All records must be restated word for word.
══ STUDY MATERIAL
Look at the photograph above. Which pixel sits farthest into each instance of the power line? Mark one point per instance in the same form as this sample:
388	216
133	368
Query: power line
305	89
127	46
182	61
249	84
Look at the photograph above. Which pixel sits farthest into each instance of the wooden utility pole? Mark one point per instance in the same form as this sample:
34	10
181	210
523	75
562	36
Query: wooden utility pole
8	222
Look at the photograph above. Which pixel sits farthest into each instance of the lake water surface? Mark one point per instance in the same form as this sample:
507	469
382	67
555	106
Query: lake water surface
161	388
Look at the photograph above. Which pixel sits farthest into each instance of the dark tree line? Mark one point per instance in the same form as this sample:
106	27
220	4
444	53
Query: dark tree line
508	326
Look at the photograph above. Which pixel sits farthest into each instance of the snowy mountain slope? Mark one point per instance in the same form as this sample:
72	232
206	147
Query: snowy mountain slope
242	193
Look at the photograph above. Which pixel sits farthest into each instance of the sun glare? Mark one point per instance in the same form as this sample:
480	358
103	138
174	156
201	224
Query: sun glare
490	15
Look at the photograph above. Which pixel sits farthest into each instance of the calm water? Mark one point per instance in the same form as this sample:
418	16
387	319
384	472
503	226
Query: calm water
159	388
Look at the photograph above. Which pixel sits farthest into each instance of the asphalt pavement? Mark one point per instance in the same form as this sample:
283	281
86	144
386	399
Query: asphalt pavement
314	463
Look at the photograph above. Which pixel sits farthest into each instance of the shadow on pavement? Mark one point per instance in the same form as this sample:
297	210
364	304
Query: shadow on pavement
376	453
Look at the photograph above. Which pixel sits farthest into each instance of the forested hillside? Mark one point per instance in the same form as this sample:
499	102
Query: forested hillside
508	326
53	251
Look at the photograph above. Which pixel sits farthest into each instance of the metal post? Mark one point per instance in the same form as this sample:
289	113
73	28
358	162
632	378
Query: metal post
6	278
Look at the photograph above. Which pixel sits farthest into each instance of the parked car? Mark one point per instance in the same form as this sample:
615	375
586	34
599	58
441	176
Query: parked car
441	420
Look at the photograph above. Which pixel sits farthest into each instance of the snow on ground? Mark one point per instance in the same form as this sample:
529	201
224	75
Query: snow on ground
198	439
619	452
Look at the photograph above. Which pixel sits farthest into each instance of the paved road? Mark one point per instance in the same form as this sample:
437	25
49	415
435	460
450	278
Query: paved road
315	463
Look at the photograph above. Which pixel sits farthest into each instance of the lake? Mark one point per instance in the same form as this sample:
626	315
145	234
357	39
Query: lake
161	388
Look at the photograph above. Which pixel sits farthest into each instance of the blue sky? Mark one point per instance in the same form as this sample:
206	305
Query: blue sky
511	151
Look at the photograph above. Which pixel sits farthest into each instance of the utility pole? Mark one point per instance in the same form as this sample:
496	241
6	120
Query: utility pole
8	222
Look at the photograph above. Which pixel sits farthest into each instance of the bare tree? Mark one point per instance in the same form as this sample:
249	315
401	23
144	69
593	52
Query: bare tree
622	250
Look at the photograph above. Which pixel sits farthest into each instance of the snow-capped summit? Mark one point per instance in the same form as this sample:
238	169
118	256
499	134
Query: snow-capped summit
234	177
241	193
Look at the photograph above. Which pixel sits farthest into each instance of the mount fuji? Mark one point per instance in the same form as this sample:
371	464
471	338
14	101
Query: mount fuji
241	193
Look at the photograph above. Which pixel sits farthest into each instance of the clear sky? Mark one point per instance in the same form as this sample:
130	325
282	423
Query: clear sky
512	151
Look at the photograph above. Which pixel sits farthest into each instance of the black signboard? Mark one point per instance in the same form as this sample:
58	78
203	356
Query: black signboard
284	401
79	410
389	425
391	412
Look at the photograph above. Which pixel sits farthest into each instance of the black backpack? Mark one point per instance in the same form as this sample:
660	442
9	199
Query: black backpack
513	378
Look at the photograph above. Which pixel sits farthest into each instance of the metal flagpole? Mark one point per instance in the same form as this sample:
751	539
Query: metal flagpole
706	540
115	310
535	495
════
* RESULT OF THE EXERCISE:
Look at the photograph above. Which pixel sits farthest into each instance of the power line? Mark one point per instance in the same form as this sample:
388	216
133	368
Query: power line
305	89
127	46
182	61
249	84
Look at the photograph above. Which pixel sits farthest into each instance of the wooden utility pole? Mark one point per instance in the same form as this sample:
34	10
181	210
523	75
562	36
Query: wooden utility pole
8	222
Look at the photograph above. Which pixel sits farthest into each instance of the lake water surface? Mark one point per instance in the same form as this sample:
507	469
382	67
555	106
Query: lake water surface
161	388
Look at the photograph above. Which pixel sits farthest into each instance of the dark tree line? Mark one point per instance in the same form as this sample:
106	27
220	4
444	53
Query: dark tree line
508	326
Look at the photograph above. Which pixel sits farthest into each instance of the snowy mountain slope? Mark one point per instance in the same form as this sample:
72	232
206	147
Query: snowy mountain slope
242	193
Look at the photograph above. Which pixel sits farthest into each instance of the sun glare? Mark one point per instance in the same form as this sample:
480	358
103	138
174	156
201	224
Query: sun glare
490	15
Look at the photograph above. Which pixel sits farthest into each instance of the calm water? Mark one point per instance in the same form as this sample:
418	16
387	319
384	472
503	226
Query: calm water
159	388
Look at the photograph above. Which pixel sits farthest into each instance of the asphalt pavement? Mark one point per instance in the same form as this sample:
283	281
86	144
386	399
Query: asphalt pavement
314	463
Look at the photograph above. Which pixel sits farthest into each instance of the shadow on pavement? Mark one point per instance in the same form as this sample:
297	210
364	304
Query: shadow on pavement
376	453
Look at the photograph above. Which pixel sits farthest into each instance of the forested hillside? Mark one point per instance in the same form as this sample:
499	102
Query: forested hillside
508	326
53	251
Look at the photograph above. Which pixel sits farthest into each instance of the metal post? Mark one point per instance in the same form as this sample:
289	113
73	28
358	162
632	378
Query: metal post
6	278
Look at the photograph above. Which pixel sits farthest into each instance of the parked car? Mark one point per instance in the same form as this sample:
615	375
586	34
599	58
441	176
Query: parked car
441	420
Look at the photograph above. Which pixel sits farthest into each instance of the snow on ground? Mark one point per instance in the same form as this sample:
529	201
224	75
Query: snow on ground
198	439
619	452
Look at the photograph above. Which pixel sits farthest into each instance of the paved road? Mark one point per instance in the same form as this sample:
437	25
49	415
435	460
450	278
Query: paved road
315	463
Look at the photograph above. Which pixel sits farthest into each instance of the lake? Mark one point per instance in the same form as this sample:
626	315
145	234
357	39
Query: lake
161	388
Look at the photograph above. Which pixel sits farthest into each instance of the blue sky? Mark one point per instance in the same form as this sample:
206	305
Query: blue sky
511	151
Look at the photograph above. Which pixel sits farthest into each instance of the utility pole? Mark one point per instance in the same form as this sample:
496	241
6	120
Query: utility pole
8	222
Look at the photograph above. Which pixel sits farthest into each instance of the bare tree? Mark one point per instance in the same form as this sample:
249	315
401	23
144	69
593	52
Query: bare tree
622	250
Look at the photograph above. Which pixel sits farthest into each instance of the snow-capped summit? Mark one point per instance in the same form as this sample:
238	169
118	256
499	134
Query: snow-capped summit
234	177
241	193
Look at the photograph above. Which pixel sits farthest into each instance of the mount fuji? Mark one point per instance in the same form as this sample:
371	464
471	338
14	101
Query: mount fuji
241	193
Look at the photograph above. Which pixel sits farthest into each instance of the clear sky? Mark one point per instance in the same form as this sample:
130	325
282	423
Query: clear sky
512	151
Look at the photograph above. Which pixel sits farthest into each instance of the black signboard? Mark one point per instance in the same form as this sample:
58	78
203	356
Query: black signboard
284	401
79	410
389	425
391	412
Look at the photograph above. Which pixel sits farthest into each instance of the black backpack? Mark one point per instance in the same form as this sample:
660	442
9	199
Query: black backpack
513	378
Look at the photograph above. Which pixel sits farthest into each instance of the metal flagpole? Mark one point per instance in the same form as this sample:
751	539
Query: metal flagpole
706	540
115	310
535	495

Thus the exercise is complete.